+++ Extracted entries +++

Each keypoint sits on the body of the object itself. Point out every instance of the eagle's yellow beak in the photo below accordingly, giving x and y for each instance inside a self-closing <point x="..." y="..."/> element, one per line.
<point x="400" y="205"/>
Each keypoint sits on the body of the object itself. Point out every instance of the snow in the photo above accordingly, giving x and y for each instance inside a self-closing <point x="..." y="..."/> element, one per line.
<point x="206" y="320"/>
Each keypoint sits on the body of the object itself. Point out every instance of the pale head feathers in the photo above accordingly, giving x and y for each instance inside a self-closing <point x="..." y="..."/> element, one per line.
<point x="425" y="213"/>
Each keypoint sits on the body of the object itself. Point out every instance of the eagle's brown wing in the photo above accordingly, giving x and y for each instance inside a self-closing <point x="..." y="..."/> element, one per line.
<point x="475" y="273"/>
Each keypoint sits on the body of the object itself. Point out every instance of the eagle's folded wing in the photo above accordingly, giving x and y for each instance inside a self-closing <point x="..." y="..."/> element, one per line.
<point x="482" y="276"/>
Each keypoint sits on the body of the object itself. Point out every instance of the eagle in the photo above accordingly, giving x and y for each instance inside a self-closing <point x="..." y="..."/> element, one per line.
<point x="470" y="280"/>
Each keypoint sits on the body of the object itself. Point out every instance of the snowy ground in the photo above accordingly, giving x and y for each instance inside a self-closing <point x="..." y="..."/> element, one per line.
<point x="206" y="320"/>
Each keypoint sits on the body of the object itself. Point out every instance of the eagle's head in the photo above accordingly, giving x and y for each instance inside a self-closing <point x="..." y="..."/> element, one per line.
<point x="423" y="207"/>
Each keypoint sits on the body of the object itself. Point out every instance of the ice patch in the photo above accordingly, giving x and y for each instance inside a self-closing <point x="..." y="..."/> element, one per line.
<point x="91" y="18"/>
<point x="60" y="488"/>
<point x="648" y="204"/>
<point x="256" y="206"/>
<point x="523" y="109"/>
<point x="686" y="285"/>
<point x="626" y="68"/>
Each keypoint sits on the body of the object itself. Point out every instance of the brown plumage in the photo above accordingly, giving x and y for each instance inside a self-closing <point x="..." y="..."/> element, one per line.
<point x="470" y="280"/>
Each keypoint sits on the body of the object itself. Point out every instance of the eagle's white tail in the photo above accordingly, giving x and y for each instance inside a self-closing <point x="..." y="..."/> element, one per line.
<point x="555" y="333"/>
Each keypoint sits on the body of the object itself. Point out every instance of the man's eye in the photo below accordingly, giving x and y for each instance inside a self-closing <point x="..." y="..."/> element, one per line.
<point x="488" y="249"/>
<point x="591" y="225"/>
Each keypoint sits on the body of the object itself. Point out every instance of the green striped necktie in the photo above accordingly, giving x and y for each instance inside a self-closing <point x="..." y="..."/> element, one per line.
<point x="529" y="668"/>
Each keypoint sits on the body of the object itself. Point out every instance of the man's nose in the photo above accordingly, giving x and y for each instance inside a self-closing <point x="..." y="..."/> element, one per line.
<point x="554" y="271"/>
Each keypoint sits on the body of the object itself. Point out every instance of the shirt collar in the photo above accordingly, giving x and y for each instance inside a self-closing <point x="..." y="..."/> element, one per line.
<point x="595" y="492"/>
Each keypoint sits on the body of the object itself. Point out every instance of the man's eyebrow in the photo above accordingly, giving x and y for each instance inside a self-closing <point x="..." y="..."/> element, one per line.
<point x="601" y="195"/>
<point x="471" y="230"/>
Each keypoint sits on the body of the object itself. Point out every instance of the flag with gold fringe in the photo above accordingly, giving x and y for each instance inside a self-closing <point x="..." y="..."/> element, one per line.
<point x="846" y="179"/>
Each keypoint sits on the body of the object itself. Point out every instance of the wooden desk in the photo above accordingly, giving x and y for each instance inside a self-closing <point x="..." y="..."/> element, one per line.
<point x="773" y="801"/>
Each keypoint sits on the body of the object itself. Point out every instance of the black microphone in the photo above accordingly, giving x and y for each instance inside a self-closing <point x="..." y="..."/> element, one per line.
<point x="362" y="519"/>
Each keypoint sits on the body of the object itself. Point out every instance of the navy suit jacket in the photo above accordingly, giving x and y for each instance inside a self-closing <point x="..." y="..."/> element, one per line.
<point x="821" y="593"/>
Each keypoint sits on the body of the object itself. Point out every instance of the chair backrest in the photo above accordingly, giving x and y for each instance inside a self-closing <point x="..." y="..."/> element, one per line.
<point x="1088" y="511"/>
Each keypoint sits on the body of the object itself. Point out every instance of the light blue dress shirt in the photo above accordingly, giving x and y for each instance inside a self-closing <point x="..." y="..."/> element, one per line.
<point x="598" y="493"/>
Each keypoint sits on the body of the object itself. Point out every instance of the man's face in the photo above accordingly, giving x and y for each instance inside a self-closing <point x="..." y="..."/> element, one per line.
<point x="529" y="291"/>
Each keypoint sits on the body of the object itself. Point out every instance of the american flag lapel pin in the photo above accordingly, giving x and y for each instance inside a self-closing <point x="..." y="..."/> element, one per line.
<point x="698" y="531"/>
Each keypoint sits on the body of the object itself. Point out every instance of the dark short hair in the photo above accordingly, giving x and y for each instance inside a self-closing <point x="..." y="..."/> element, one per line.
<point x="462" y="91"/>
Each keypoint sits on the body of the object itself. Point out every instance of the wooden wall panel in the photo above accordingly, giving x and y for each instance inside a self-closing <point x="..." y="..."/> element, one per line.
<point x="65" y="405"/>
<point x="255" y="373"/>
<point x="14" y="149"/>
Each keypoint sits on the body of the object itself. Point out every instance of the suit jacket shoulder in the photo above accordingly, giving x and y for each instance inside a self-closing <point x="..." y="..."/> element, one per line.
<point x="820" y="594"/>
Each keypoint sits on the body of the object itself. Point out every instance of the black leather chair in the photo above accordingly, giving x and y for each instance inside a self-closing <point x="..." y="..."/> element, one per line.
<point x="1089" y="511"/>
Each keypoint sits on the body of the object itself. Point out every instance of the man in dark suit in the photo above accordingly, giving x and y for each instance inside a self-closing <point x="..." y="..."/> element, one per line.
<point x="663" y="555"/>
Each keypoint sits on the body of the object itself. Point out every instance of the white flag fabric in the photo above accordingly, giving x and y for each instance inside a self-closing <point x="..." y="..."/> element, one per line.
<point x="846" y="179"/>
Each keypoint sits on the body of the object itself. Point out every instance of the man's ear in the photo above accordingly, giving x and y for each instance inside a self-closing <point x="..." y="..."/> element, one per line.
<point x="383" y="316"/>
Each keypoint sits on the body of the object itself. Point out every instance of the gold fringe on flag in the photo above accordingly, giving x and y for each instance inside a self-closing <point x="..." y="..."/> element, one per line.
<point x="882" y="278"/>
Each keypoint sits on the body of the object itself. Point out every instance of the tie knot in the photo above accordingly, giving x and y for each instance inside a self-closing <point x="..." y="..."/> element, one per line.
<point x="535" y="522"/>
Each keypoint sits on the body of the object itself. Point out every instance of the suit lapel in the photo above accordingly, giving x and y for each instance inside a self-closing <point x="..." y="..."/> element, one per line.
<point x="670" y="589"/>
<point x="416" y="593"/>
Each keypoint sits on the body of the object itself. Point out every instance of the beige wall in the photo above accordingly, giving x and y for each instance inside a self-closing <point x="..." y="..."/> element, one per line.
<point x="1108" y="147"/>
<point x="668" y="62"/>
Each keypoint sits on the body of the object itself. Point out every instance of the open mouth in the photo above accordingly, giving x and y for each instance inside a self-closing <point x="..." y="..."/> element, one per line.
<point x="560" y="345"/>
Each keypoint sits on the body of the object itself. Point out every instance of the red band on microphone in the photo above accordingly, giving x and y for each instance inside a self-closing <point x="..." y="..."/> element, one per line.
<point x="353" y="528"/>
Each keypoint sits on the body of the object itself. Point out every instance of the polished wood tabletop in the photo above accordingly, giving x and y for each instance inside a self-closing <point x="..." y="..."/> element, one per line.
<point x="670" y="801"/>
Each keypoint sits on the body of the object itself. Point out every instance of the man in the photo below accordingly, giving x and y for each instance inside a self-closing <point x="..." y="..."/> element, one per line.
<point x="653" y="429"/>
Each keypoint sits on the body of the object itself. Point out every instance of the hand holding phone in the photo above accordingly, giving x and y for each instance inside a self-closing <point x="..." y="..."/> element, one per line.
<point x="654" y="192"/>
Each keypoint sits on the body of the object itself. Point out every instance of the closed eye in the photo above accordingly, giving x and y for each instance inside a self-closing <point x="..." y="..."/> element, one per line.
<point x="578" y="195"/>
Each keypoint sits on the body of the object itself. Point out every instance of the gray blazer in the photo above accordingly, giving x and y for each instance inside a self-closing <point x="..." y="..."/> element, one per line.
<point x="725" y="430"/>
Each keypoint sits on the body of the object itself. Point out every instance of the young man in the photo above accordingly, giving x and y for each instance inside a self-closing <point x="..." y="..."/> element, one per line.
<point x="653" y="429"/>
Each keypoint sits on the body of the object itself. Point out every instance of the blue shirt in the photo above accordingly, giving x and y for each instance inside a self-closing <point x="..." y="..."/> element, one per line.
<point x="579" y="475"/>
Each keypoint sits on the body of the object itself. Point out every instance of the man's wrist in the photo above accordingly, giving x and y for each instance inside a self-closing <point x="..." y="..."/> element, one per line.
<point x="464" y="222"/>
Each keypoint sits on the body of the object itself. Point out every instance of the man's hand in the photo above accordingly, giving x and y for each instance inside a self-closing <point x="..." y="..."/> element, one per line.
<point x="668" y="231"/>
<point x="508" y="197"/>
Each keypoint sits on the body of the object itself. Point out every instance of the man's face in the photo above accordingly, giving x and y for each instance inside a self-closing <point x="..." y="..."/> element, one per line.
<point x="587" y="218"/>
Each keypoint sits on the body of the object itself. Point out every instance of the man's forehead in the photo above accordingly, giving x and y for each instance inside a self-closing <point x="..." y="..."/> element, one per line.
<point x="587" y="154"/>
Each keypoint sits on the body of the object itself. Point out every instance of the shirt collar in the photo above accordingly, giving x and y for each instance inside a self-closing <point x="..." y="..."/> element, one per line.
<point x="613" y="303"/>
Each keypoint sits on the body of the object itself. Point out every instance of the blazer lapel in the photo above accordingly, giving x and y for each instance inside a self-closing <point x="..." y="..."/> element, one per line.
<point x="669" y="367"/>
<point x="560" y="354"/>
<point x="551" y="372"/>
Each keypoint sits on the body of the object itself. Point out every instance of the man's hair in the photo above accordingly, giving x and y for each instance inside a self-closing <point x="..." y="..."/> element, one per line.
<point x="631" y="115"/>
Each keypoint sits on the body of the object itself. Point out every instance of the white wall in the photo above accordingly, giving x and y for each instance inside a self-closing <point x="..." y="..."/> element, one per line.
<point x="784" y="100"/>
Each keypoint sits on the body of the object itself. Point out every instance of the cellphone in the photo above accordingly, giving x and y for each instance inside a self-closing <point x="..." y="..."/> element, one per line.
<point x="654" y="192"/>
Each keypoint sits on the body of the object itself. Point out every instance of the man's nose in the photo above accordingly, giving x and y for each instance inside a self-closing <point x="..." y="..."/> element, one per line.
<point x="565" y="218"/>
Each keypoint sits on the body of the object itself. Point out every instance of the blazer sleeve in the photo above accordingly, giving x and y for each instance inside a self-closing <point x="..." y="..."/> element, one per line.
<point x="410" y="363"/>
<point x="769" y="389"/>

+++

Give every line from the one containing "of the cellphone" through the end of the entries above, inclusive, as a JSON list of strings with one string per line, omitting blank lines.

[
  "Each keypoint sits on the body of the object itself. Point out every instance of the cellphone in the photo above accordingly, giving x and y for each instance inside a self-closing <point x=\"...\" y=\"...\"/> element, one per line.",
  "<point x=\"654\" y=\"192\"/>",
  "Each keypoint sits on the body of the object itself. Point out every instance of the man's nose in the photo above accordingly, giving x and y for each instance inside a self-closing <point x=\"...\" y=\"...\"/> element, one per line.",
  "<point x=\"565\" y=\"218\"/>",
  "Each keypoint sits on the body of the object itself. Point out every instance of the blazer sleeve in the photo above accordingly, giving x and y for each instance inside a self-closing <point x=\"...\" y=\"...\"/> element, one per line.",
  "<point x=\"410\" y=\"363\"/>",
  "<point x=\"769\" y=\"389\"/>"
]